*Entries supplied*:
────────

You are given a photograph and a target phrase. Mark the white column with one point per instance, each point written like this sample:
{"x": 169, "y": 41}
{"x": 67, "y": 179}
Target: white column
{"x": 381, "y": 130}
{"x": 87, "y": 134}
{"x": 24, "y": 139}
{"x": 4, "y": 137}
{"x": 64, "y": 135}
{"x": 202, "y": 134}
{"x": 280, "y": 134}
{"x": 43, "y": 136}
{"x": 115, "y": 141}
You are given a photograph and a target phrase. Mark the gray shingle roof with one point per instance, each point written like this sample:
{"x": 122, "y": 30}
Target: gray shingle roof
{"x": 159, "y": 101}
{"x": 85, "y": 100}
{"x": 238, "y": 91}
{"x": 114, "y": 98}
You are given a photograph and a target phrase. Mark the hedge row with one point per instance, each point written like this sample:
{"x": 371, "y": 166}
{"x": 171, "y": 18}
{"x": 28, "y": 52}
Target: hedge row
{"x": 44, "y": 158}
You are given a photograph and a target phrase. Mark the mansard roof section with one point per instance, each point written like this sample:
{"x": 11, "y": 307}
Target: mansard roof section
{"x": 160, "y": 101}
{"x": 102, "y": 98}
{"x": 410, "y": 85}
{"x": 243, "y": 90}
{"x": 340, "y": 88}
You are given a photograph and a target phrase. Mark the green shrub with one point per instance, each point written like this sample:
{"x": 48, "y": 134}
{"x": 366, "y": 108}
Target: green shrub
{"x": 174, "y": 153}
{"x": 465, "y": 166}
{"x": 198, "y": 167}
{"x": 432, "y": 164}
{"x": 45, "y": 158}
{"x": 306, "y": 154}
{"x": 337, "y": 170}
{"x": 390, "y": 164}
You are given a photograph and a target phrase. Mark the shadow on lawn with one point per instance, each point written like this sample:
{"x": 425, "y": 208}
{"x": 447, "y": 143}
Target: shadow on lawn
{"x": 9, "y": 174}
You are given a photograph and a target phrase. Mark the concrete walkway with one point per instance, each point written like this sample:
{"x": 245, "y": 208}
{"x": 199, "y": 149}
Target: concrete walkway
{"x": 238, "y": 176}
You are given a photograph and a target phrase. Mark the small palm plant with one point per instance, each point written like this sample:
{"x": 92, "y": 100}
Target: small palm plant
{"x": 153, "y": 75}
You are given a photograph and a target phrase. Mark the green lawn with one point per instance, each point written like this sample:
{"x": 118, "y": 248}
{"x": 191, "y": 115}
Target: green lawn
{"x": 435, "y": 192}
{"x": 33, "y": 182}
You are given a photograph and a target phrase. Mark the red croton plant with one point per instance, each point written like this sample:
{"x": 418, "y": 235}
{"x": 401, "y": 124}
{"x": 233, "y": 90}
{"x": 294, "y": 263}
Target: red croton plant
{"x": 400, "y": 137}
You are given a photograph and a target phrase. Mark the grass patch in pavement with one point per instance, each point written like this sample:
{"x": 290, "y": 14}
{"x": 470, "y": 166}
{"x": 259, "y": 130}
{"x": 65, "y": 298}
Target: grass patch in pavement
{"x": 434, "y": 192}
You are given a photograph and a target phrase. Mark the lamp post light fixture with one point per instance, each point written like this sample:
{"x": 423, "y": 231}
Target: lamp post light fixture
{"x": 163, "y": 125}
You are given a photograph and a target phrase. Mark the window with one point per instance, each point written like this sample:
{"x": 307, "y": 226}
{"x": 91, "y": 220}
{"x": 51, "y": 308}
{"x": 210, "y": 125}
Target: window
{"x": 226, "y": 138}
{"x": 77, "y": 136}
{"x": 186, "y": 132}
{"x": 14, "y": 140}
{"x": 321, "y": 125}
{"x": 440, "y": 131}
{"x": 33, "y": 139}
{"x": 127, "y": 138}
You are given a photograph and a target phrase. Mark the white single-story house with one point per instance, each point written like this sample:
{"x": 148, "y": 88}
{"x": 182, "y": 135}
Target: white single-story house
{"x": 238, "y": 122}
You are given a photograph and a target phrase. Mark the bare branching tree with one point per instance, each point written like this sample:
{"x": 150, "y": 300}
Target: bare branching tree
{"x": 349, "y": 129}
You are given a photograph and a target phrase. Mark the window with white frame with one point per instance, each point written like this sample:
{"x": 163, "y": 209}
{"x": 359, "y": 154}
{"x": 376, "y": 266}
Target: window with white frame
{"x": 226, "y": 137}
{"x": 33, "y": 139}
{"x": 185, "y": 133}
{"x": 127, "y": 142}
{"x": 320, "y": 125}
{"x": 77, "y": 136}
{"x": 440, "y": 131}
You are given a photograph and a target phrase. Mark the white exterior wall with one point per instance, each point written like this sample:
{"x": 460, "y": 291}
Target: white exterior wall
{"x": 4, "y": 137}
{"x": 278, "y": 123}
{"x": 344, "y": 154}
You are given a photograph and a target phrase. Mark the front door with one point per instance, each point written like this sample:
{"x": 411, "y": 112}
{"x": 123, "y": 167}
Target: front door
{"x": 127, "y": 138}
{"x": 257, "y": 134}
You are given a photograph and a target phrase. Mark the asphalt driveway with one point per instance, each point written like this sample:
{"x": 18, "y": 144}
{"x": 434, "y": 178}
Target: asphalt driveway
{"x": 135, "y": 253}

────────

*Task brief*:
Write the material out again in full, leaving no line out.

*Answer space*:
You are given a photograph and a target phrase. Mark the white column with one point per instance, each point written like this sample:
{"x": 169, "y": 41}
{"x": 67, "y": 179}
Target: white column
{"x": 381, "y": 130}
{"x": 87, "y": 134}
{"x": 24, "y": 139}
{"x": 4, "y": 137}
{"x": 64, "y": 135}
{"x": 202, "y": 134}
{"x": 280, "y": 134}
{"x": 43, "y": 136}
{"x": 115, "y": 141}
You are given a photograph and a target phrase. Mark the gray shingle roof with one point per instance, each point written like this sample:
{"x": 122, "y": 30}
Target: gray shingle roof
{"x": 159, "y": 101}
{"x": 85, "y": 100}
{"x": 238, "y": 91}
{"x": 114, "y": 98}
You are given a photograph and a target phrase. Mark the hedge row with one point per instance, each point written like this sample:
{"x": 371, "y": 166}
{"x": 171, "y": 18}
{"x": 28, "y": 52}
Target: hedge row
{"x": 44, "y": 158}
You are given a photograph and a target phrase. Mark the mansard roof section with one point per instance, each point written like this sample:
{"x": 11, "y": 307}
Target: mansard roof section
{"x": 160, "y": 101}
{"x": 102, "y": 98}
{"x": 410, "y": 85}
{"x": 243, "y": 90}
{"x": 340, "y": 88}
You are given a photograph and a target phrase. Mark the green shrub with one point per instance, each point written like this sample:
{"x": 48, "y": 134}
{"x": 366, "y": 108}
Target: green shrub
{"x": 174, "y": 153}
{"x": 465, "y": 166}
{"x": 198, "y": 167}
{"x": 432, "y": 164}
{"x": 45, "y": 158}
{"x": 306, "y": 154}
{"x": 337, "y": 170}
{"x": 390, "y": 164}
You are given a photograph and a target phrase. Mark the shadow on lawn with one point per instance, each point written like this sample:
{"x": 425, "y": 208}
{"x": 447, "y": 143}
Target: shadow on lawn
{"x": 9, "y": 174}
You are given a photograph and a target phrase. Mark the concrete walkway with one point per instance, each point written like this sample:
{"x": 245, "y": 208}
{"x": 199, "y": 149}
Target: concrete walkway
{"x": 238, "y": 176}
You are given a photograph and a target phrase. Mark the small palm plant with one point per instance, each point written like this sample:
{"x": 92, "y": 100}
Target: small palm plant
{"x": 153, "y": 75}
You are given a photograph and a target phrase. Mark the green lawn with one point per instance, each point written like this sample:
{"x": 118, "y": 248}
{"x": 191, "y": 115}
Target: green lawn
{"x": 435, "y": 192}
{"x": 33, "y": 182}
You are given a photograph and a target phrase. Mark the red croton plant with one point per instance, each point written like this sample:
{"x": 418, "y": 235}
{"x": 401, "y": 124}
{"x": 233, "y": 90}
{"x": 294, "y": 263}
Target: red croton plant
{"x": 400, "y": 137}
You are given a photograph and a target phrase. Mark the grass patch in pavement with one point per instance, each point written like this sample:
{"x": 290, "y": 14}
{"x": 470, "y": 166}
{"x": 259, "y": 130}
{"x": 65, "y": 298}
Target: grass patch in pavement
{"x": 434, "y": 192}
You are given a photograph and a target phrase. Mark the lamp post light fixture with one point per instance, each point written like this sample:
{"x": 423, "y": 231}
Target: lamp post light fixture
{"x": 163, "y": 125}
You are given a photograph and a target phrase. Mark the window with one point per instance, each point written like this sample:
{"x": 307, "y": 226}
{"x": 91, "y": 220}
{"x": 51, "y": 308}
{"x": 210, "y": 125}
Target: window
{"x": 226, "y": 138}
{"x": 77, "y": 136}
{"x": 186, "y": 132}
{"x": 14, "y": 140}
{"x": 321, "y": 125}
{"x": 440, "y": 131}
{"x": 33, "y": 139}
{"x": 127, "y": 138}
You are given a photograph and a target phrase. Mark the white single-story house with one point per instance, each point written like this sample:
{"x": 148, "y": 88}
{"x": 182, "y": 135}
Target: white single-story house
{"x": 238, "y": 122}
You are given a photograph and a target phrase. Mark the bare branching tree with one point per instance, each point written like this sample:
{"x": 150, "y": 300}
Target: bare branching tree
{"x": 349, "y": 129}
You are given a photograph and a target phrase. Mark the window with white frame with one point per instance, each point written like this sample:
{"x": 163, "y": 209}
{"x": 359, "y": 154}
{"x": 376, "y": 266}
Target: window with white frame
{"x": 226, "y": 137}
{"x": 33, "y": 139}
{"x": 185, "y": 133}
{"x": 127, "y": 142}
{"x": 320, "y": 125}
{"x": 77, "y": 136}
{"x": 440, "y": 131}
You are given a photograph and a target phrase. Mark the white exterior wall with one point per instance, each point written like this sample:
{"x": 460, "y": 291}
Target: white exterior wall
{"x": 4, "y": 137}
{"x": 278, "y": 123}
{"x": 344, "y": 154}
You are given a photograph and a target phrase. Mark the front door with one point per instance, each point written like this sample:
{"x": 411, "y": 112}
{"x": 123, "y": 167}
Target: front door
{"x": 127, "y": 138}
{"x": 257, "y": 134}
You are given a photograph and a target phrase. Mark the asphalt driveway with one point per instance, each point written like this sample:
{"x": 18, "y": 144}
{"x": 434, "y": 178}
Target: asphalt driveway
{"x": 135, "y": 253}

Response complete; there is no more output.